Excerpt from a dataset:
——————

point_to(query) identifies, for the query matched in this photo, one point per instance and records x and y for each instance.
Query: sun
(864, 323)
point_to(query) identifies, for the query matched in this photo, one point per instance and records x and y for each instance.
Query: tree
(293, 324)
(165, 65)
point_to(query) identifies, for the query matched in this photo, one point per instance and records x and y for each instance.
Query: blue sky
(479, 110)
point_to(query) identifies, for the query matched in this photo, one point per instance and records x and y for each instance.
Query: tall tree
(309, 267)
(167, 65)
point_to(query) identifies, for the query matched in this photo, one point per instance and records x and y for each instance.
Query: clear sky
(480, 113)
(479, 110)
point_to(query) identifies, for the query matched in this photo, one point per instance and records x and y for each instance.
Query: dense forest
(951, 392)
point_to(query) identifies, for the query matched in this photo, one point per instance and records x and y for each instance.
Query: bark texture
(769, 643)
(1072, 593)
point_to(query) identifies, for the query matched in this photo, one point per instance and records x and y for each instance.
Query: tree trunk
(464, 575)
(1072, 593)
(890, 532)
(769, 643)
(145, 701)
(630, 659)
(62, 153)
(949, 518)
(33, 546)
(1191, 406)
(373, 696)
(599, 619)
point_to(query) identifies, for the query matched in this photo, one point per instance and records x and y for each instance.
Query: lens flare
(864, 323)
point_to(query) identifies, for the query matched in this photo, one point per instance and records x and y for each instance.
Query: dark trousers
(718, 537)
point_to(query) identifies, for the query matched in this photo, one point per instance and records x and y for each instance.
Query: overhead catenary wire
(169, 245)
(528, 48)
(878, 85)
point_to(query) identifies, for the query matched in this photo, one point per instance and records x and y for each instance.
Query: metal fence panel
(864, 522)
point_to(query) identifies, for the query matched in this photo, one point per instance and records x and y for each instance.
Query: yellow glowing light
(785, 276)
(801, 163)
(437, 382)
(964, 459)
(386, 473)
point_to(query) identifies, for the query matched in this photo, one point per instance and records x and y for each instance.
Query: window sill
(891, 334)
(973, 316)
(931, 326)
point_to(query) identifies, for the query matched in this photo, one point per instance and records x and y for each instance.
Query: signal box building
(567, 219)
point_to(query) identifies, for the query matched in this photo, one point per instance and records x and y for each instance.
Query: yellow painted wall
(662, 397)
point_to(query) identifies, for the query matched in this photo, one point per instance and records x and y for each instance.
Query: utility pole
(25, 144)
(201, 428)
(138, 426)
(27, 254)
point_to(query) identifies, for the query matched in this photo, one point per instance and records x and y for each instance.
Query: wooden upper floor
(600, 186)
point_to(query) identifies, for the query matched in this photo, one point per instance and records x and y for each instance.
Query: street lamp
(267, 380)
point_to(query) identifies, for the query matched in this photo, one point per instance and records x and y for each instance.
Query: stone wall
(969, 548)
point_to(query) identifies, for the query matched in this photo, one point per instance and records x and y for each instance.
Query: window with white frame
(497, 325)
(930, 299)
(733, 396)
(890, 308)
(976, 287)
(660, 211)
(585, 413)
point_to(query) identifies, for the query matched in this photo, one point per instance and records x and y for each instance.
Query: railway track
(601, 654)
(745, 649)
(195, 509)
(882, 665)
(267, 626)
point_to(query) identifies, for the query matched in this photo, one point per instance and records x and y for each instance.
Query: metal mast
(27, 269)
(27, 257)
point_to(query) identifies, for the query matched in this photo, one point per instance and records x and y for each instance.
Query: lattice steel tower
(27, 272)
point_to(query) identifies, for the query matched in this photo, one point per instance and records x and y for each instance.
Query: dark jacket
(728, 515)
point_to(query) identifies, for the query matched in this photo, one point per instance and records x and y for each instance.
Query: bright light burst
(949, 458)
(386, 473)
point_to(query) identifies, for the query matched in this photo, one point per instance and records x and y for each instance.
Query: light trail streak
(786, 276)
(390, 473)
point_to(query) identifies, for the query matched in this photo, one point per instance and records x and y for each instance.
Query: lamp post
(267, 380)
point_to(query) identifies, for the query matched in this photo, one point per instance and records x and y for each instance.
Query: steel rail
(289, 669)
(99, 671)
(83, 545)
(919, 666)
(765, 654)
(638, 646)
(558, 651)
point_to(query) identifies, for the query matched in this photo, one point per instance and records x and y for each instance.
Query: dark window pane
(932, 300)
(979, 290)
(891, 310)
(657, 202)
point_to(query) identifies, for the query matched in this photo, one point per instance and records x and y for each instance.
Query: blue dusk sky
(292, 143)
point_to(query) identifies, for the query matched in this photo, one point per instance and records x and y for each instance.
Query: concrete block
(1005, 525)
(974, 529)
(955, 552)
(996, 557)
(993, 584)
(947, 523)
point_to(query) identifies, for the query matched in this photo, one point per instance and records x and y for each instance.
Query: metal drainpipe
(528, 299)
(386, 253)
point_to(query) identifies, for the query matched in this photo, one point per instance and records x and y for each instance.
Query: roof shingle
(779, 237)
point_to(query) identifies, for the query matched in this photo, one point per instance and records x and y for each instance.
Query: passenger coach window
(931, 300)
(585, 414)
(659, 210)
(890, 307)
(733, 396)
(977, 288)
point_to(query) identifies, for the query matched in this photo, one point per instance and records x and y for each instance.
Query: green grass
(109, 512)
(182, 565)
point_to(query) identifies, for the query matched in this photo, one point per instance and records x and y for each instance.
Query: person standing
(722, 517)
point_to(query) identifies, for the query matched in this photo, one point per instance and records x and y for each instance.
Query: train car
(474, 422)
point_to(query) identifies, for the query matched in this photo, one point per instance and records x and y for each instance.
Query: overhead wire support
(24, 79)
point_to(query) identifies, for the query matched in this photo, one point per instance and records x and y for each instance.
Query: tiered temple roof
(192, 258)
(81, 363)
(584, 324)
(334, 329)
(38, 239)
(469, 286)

——————

▶ **EXERCISE**: Each record above should be repeated exactly as it appears.

▶ **TASK OUTPUT**:
point_to(query) identifies, for the query matched in this photo, one point per instance and records x and y for each instance.
Query: sun
(864, 323)
point_to(query) identifies, for the query matched in this photo, one point per instance and records x and y for each instance.
Query: tree
(293, 324)
(165, 65)
point_to(query) identifies, for the query matched in this photo, one point per instance and records x and y for each instance.
Query: blue sky
(479, 110)
point_to(query) identifies, for the query matched in this photo, one point per instance and records x and y for each instance.
Query: tall tree
(309, 267)
(167, 65)
point_to(query) identifies, for the query matched in this photo, one point per instance and records x and y for each instance.
Query: clear sky
(480, 113)
(479, 110)
point_to(query) identifies, for the query matched in this photo, one point per instance and records x and y for each instance.
Query: dense forest
(951, 392)
point_to(query) identifies, for the query matched in this photo, one point per instance and records x and y for each instance.
Query: bark texture
(769, 643)
(1072, 593)
point_to(query) identifies, for the query matched in this photo, one point per instance and records x and y for each instance.
Query: tree trunk
(464, 575)
(1072, 593)
(890, 532)
(769, 643)
(145, 701)
(630, 659)
(62, 153)
(949, 518)
(33, 546)
(1191, 406)
(373, 696)
(599, 619)
point_to(query) identifies, for the query matched in this photo, one point per instance and records x and y for each instance.
Query: lens flare
(864, 323)
point_to(query) identifies, for the query matched in this photo, one point per instance and records x and y for each instance.
Query: dark trousers
(718, 537)
point_to(query) identifies, for the query matched in this photo, one point per instance and records x and y for each instance.
Query: overhead catenary wire
(169, 245)
(528, 48)
(878, 85)
point_to(query) identifies, for the query matched in this photo, one point per instance and records x and y for each instance.
Query: metal fence panel
(864, 522)
point_to(query) identifies, for the query matched in this photo, one point per instance and records x and y for each instance.
Query: yellow glowing light
(785, 276)
(801, 163)
(437, 382)
(964, 459)
(386, 473)
point_to(query) identifies, for the query matched in this photo, one point per instance and records x and y for each instance.
Query: window sill
(891, 334)
(973, 316)
(931, 326)
point_to(query) identifies, for the query matched in this photo, one point per instance and records x and y for each instance.
Query: signal box building
(567, 219)
point_to(query) identifies, for the query matched in this photo, one point per instance and records x and y for each instance.
Query: yellow painted wall
(662, 397)
point_to(query) identifies, for the query matched in this photo, one point per instance and records x and y for each instance.
Query: utility pole
(25, 144)
(201, 428)
(138, 426)
(27, 254)
point_to(query) identifies, for the query matched in this photo, one point per instance and records x and y for each instance.
Query: wooden upper floor
(600, 186)
point_to(query) identifies, for the query matched in this photo, one point per instance and records x and y for each instance.
Query: street lamp
(267, 380)
point_to(query) identifies, for the query matched in this photo, one point per instance and records x and y for each instance.
Query: stone wall
(969, 548)
point_to(query) identifies, for the query matched in this photo, one point per instance and records x and y for each instance.
Query: window with white frame
(497, 325)
(930, 299)
(733, 396)
(890, 308)
(976, 287)
(660, 211)
(585, 413)
point_to(query) identifies, for the query matched in this photo, one point per instance and records x and y for each instance.
Query: railway track
(601, 654)
(745, 649)
(195, 509)
(882, 665)
(267, 626)
point_to(query) identifies, for the query matched in this photo, one point per instance and records x and y for each instance.
Query: metal mast
(27, 269)
(27, 257)
point_to(query) identifies, for the query matched in this photo, one point per instance and records x and y for each instance.
Query: lattice steel tower
(27, 272)
point_to(query) identifies, for the query matched in this photo, one point per instance and records x and y for each instance.
Query: dark jacket
(728, 515)
point_to(query) identifies, for the query matched in this photo, one point per instance and records x and y for each instance.
Query: bright light burst
(949, 458)
(386, 473)
point_to(query) identifies, for the query matched in this photo, one point per instance and records x and y for each instance.
Query: light trail streak
(786, 276)
(390, 473)
point_to(query) identifies, for the query matched in this photo, one point per instance and records x and y for each instance.
Query: lamp post
(267, 380)
point_to(query) identifies, for the query matched in this photo, one point per instance and records x and y for each instance.
Query: steel rail
(289, 669)
(99, 671)
(83, 545)
(919, 666)
(765, 654)
(638, 646)
(558, 651)
point_to(query) identifies, for the query matched in this photo, one point per instance and records x and y for each instance.
Query: dark window pane
(932, 300)
(979, 290)
(891, 310)
(657, 202)
point_to(query) identifies, for the query matched in this photo, one point per instance and records x and y for each instance.
Query: blue dusk sky
(292, 143)
point_to(query) identifies, for the query matched in this photo, one point per instance and records x and y for each instance.
Query: concrete block
(1005, 525)
(974, 529)
(955, 552)
(996, 557)
(993, 584)
(947, 523)
point_to(query) identifies, for the query matched in this photo, one point per instance and records x and y for each instance.
Query: metal drainpipe
(528, 299)
(386, 253)
point_to(query) identifies, for the query matched in this photo, one point per instance and records x and y for each instance.
Query: roof shingle
(779, 237)
point_to(query) identifies, for the query matched in this photo, one point per instance and records x and y for each instance.
Query: passenger coach window
(931, 300)
(585, 414)
(659, 210)
(890, 307)
(733, 396)
(977, 288)
point_to(query) identifies, for the query matched in this photo, one point per instance and records x and y for each instance.
Query: green grass
(109, 512)
(182, 565)
point_to(query) identifies, for the query matched in this photo, one point per instance and records x and y for each instance.
Query: person standing
(722, 517)
point_to(query) identifies, for the query matched in this photo, one point per instance and records x and y for each instance.
Query: train car
(474, 422)
point_to(query) identifies, for the query matched in this photo, one point per instance and records x and y for each instance.
Query: overhead wire support
(24, 79)
point_to(query) identifies, for the query matched in this photo, one point per instance and records x and y for each instance.
Query: tiered temple roof
(192, 258)
(81, 363)
(584, 324)
(334, 329)
(38, 239)
(469, 286)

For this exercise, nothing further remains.